Stated goal >>
Give the records again, swapping "tally sheet" for "count log" wherever it occurs and leaving everything else unchanged.

Record excerpts >>
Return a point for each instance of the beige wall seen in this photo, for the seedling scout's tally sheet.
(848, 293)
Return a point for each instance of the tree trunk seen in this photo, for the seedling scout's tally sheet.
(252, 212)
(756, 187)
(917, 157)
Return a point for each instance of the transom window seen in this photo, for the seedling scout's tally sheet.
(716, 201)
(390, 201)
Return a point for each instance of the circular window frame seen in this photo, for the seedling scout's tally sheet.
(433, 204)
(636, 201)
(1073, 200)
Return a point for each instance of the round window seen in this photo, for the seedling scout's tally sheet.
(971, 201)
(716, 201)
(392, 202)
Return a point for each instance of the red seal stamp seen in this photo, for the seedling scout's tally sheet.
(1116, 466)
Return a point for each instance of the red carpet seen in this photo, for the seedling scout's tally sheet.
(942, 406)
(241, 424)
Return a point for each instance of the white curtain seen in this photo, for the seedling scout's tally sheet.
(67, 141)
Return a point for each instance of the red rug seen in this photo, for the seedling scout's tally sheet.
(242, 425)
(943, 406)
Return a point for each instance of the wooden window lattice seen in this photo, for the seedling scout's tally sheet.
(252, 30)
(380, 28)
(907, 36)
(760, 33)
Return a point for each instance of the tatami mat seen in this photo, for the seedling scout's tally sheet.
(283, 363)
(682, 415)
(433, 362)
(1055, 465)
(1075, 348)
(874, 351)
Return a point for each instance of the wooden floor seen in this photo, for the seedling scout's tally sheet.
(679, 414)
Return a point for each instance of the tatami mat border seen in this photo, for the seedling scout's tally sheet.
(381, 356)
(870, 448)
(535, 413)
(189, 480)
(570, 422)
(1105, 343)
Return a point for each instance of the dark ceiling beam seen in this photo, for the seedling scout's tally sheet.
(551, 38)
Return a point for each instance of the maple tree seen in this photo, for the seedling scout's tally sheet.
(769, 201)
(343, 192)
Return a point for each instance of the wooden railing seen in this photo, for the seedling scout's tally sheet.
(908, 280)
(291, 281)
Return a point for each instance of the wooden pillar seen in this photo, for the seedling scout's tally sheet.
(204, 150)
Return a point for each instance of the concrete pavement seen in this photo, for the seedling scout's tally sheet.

Answer >>
Return a point for each instance of the beige wall seen in this photo, for the seedling scout's count log.
(848, 293)
Return a point for each instance of the tree trunk seen in this photo, for the seedling scout's count log.
(252, 212)
(756, 187)
(917, 157)
Return a point for each instance of the transom window seen in this photo, for the seedling scout's count log.
(716, 201)
(390, 201)
Return a point for each instance of the circular window frame seen in this photo, for the seedling scout's count log.
(433, 204)
(636, 201)
(1073, 200)
Return a point for each instance of the round window seen in this photo, for the seedling scout's count log.
(971, 201)
(716, 201)
(392, 202)
Return a point for each instance of the red seal stamp seen in this photo, for the seedling scout's count log.
(1116, 466)
Return a point for each instance of the red carpet seen in this photo, for the seedling scout's count log.
(942, 406)
(241, 424)
Return a point for each instance of the white curtain seen in this photo, for the seedling scout's count log.
(67, 141)
Return a point for each instance of the red rug seen in this photo, for the seedling scout's count log.
(242, 425)
(943, 406)
Return a point for each instance of the wooden window lattice seen in this photo, for the seedling scout's count log.
(252, 30)
(380, 28)
(907, 36)
(760, 33)
Return a point for each instance of the tatami mat seen in this photo, for the seedling scout's count log.
(283, 363)
(682, 415)
(433, 362)
(1055, 465)
(1075, 348)
(874, 351)
Return a point for each instance of the wooden floor seen in this photo, for the seedling scout's count log.
(679, 414)
Return a point for each instance of the tatami mat border seen in this photo, for the seedling scout's count log.
(381, 356)
(870, 448)
(535, 413)
(189, 480)
(570, 422)
(1105, 343)
Return a point for each instance of the dark ceiling beam seen in this photo, for the seedling scout's count log.
(551, 38)
Return a point for each instance of the maple tree seen in this photo, for the seedling scout's count log.
(769, 201)
(343, 192)
Return a point for each instance of the wooden railing seen in this photo, for the seedling scout's count log.
(908, 280)
(291, 281)
Return a point for each instance of the wooden pillar seen in this photo, for the seedling scout's count log.
(204, 150)
Return a point for each instance of the concrete pavement seen in this photo, for the seedling scout's count log.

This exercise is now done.